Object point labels
┄┄┄┄┄┄

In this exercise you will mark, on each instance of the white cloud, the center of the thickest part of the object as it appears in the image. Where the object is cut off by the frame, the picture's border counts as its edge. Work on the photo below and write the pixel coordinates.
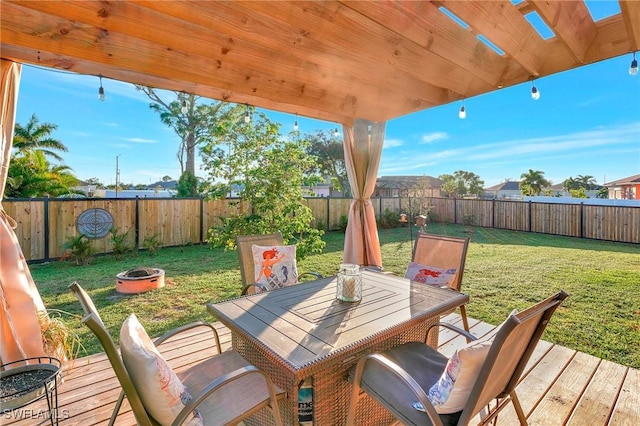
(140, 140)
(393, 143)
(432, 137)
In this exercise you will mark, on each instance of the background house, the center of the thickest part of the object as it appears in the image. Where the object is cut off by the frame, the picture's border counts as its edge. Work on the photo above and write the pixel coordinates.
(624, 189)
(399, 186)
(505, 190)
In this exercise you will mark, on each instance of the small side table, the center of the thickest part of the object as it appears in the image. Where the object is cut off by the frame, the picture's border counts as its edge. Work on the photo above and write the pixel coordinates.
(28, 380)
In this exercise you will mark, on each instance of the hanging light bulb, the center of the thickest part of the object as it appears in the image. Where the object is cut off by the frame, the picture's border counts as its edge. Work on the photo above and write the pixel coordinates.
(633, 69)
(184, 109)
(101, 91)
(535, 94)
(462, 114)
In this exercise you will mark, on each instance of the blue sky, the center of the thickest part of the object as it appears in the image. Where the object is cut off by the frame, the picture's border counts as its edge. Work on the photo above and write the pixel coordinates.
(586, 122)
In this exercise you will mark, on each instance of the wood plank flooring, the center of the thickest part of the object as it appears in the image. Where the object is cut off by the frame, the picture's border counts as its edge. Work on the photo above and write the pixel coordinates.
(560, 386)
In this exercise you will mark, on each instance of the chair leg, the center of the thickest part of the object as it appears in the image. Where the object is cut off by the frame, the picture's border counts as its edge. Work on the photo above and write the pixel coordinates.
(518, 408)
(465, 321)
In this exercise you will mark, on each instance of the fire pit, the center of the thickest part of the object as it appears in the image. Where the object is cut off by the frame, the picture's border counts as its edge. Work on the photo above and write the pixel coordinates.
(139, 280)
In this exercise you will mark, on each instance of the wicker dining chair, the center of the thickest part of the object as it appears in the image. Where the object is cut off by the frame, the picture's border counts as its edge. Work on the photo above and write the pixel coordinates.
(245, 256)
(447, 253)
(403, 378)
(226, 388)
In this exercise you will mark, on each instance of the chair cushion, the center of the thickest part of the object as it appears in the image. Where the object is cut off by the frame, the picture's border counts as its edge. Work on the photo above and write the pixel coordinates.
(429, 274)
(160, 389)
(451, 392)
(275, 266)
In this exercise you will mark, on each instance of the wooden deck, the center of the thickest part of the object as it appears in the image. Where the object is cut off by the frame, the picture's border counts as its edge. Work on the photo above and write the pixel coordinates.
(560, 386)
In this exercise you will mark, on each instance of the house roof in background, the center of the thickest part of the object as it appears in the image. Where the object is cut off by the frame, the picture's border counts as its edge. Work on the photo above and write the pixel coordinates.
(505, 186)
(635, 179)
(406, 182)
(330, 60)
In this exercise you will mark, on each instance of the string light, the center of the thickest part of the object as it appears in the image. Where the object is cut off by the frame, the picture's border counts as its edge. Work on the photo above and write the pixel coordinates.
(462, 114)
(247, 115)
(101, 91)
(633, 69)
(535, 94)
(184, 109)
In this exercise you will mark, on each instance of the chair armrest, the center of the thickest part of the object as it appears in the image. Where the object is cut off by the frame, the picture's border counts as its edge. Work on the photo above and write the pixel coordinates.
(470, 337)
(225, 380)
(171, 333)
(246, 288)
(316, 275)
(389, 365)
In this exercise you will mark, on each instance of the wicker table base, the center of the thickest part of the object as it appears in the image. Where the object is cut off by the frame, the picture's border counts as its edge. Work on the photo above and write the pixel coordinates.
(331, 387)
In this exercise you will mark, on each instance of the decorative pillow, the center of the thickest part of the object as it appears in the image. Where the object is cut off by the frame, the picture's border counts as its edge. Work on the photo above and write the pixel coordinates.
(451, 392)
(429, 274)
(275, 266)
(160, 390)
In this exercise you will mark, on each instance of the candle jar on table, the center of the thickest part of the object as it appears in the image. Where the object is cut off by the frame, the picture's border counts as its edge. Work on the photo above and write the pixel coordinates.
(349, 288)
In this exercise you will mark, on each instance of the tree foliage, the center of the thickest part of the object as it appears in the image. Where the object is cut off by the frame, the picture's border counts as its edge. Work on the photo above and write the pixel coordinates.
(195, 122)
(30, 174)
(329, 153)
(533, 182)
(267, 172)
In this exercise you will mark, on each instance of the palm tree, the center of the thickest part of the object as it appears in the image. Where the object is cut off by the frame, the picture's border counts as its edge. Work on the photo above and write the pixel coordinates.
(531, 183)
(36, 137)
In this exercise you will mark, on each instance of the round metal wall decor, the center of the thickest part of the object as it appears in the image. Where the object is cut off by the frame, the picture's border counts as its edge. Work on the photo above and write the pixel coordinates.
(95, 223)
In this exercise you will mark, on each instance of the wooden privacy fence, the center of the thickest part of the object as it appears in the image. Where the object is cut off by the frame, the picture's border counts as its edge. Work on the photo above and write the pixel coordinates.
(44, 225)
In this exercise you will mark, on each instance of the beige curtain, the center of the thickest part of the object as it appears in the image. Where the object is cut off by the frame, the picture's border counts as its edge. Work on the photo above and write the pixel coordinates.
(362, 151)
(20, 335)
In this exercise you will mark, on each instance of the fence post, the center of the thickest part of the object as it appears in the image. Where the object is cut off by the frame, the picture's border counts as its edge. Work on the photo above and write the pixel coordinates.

┄┄┄┄┄┄

→ **YOUR GOAL**: Swap "thickest part" for "widest part" everywhere in the lines above and write them out again with everything else unchanged. Leave the pictures out.

→ **SOLUTION FOR THIS EXERCISE**:
In this exercise you will mark, on each instance of the white cloud, the center of the widest part of the object as it appears in the image. Where the object is cut off by the frame, the picture's border counts as its edge. Work on the photo below and write the pixel coordinates.
(140, 140)
(393, 143)
(432, 137)
In this exercise you will mark, on each instance of the background house, the center of the widest part of the object as it appears in the image. Where the object is cut off by the frame, the picture's border counts as its edge. Work on the photo above and write the pixel coordinates.
(624, 189)
(399, 186)
(505, 190)
In this exercise you will mark, on each instance of the small side table, the center of the widest part of the object as it appears in the image. Where the object is cut off by the frame, the picture's border counts as its edge. Work on the photo above and write the pixel coordinates.
(28, 380)
In this exercise you will mark, on each instance of the hanging light bulb, the center of the widest part of the object as it appears in the image. Where the object is cut off by the frame, the picture's border counts as its edge. Work on the photo above and write the pixel coordinates.
(633, 69)
(184, 109)
(101, 91)
(535, 94)
(462, 114)
In this exercise you will mark, on each instance of the blue sky, the center of the widest part of the object as it appears in the image. Where the object is cut off by the frame, the picture's border counts as its edge. Work on the photo above and write the pixel coordinates.
(586, 122)
In this exercise you will mark, on each instance of the wood plank flooring, the center of the widest part of the object as it appears in the image. Where the object is cut off by the frame, the picture's border counts as its edge. Work on the photo above and write the pixel coordinates.
(560, 386)
In this exercise you will mark, on each instance of the chair leg, the center of the widest part of the object as it appears in the image. Where the object is cut off by the frame, the picture's border counts as its edge. Work on the photo above and write the pixel coordinates.
(518, 408)
(465, 321)
In this exercise you will mark, on each instance of the fire pit, the center of the widest part of the object as it appears in the image. Where the object is cut off by the frame, the picture's border counts as its edge. Work on the photo above and write the pixel coordinates.
(139, 280)
In this exercise you will mark, on each instance of the wicker dining chair, the center of the widest part of the object as it appears in the image. Where the object is cut off by the frame, the picture's border counts as its edge. Work on the photo above and write the pixel coordinates.
(245, 256)
(447, 253)
(403, 378)
(226, 388)
In this exercise you will mark, on each instance of the chair cushion, the center of the widest part of the object as it appears in the image. Where the object is cut off by the frame, the picture's border counts as its edge. Work on the photo above and write the pixel coordinates.
(429, 274)
(160, 389)
(451, 392)
(275, 266)
In this exercise you will mark, on each instance of the wooden deck, the center of the widest part of the object as it appears in the image. Where the object is cut off by the frame, the picture's border counts as its edge. Work on the photo above and write the pixel coordinates.
(560, 386)
In this exercise you will mark, on each instance of the house roof in background, the center of the widest part of the object as it appears in the image. Where the object is cut off by the frame, the picture's border counts as its edge. Work on the photo above and write the pixel coordinates.
(505, 186)
(635, 179)
(406, 182)
(330, 60)
In this exercise you will mark, on each instance of the string light, the center of the widest part of the object as it appears in the image. Where the object is cut off by the frame, the picture's border counts as its edge. Work on the photo above and write the pixel coordinates.
(462, 114)
(247, 115)
(101, 91)
(633, 69)
(535, 94)
(184, 109)
In this exercise you will mark, on each instance of the chair armrest, the center of the widest part of the object as it appears in the image. Where the object is cut off by the frame, the picture's border counts as its edge. Work on the photo above and write the pixel coordinates.
(470, 337)
(225, 380)
(171, 333)
(246, 288)
(316, 275)
(389, 365)
In this exercise you will mark, on each instance of the wicker table base, the center of the widest part of the object as it appears in the image. Where the object is cut off by the frame, the picture's border counts as its edge. Work on the photo above and write the pixel coordinates.
(331, 387)
In this exercise you will mark, on each instance of the decorative pillow, the center of the widest part of the object as it appears in the image. Where the object is cut off by the frame, the picture's border counts as its edge. Work on the photo above and write the pixel coordinates.
(451, 392)
(429, 274)
(275, 266)
(160, 390)
In this exercise you will mark, on each instance of the candle jar on table, the center of the widest part of the object as it appears in the image. Where the object is cut off by the frame, the picture's border counts as its edge. Work on the photo above and write the pixel coordinates.
(349, 288)
In this exercise you will mark, on each instance of the tree foliage, the center of the widest part of the object as it appears in the image. Where the object is cut off by the frame, the picture's border counts as its edge. Work on the photo above and write the pixel coordinates.
(195, 122)
(30, 174)
(329, 153)
(533, 182)
(267, 172)
In this exercise you will mark, on each instance of the palm tree, the center of the widest part of the object as it appears in the image. Where the object is cut off by the frame, the picture's border counts as its edge. Work on the photo above and write the pixel coordinates.
(531, 183)
(36, 137)
In this exercise you will mark, on each instance of the round metal wall decor, the center of the widest part of the object as it appears in the image. Where the object is cut off by the frame, the picture's border counts as its edge. Work on the photo above and write the pixel coordinates.
(95, 223)
In this exercise you will mark, on each instance of the wooden privacy fence, the center of the widest part of the object as it appears in the image. Where the object is cut off by the frame, the picture's border counts as its edge. Work on the photo above and write the pixel coordinates.
(44, 225)
In this exercise you will mark, on each instance of the beige curtain, the center of the widest part of the object as it appears in the image. Where the object is cut off by the frame, the picture's border counts as its edge. Work on the photo above and write the pixel coordinates.
(362, 151)
(20, 335)
In this exercise you will mark, on each instance of the fence post, the center of the widest part of the object as it appears in the image. Where the object is cut off by the frame, the picture's border counts as its edge. Work on the photo above and write the pixel coordinates.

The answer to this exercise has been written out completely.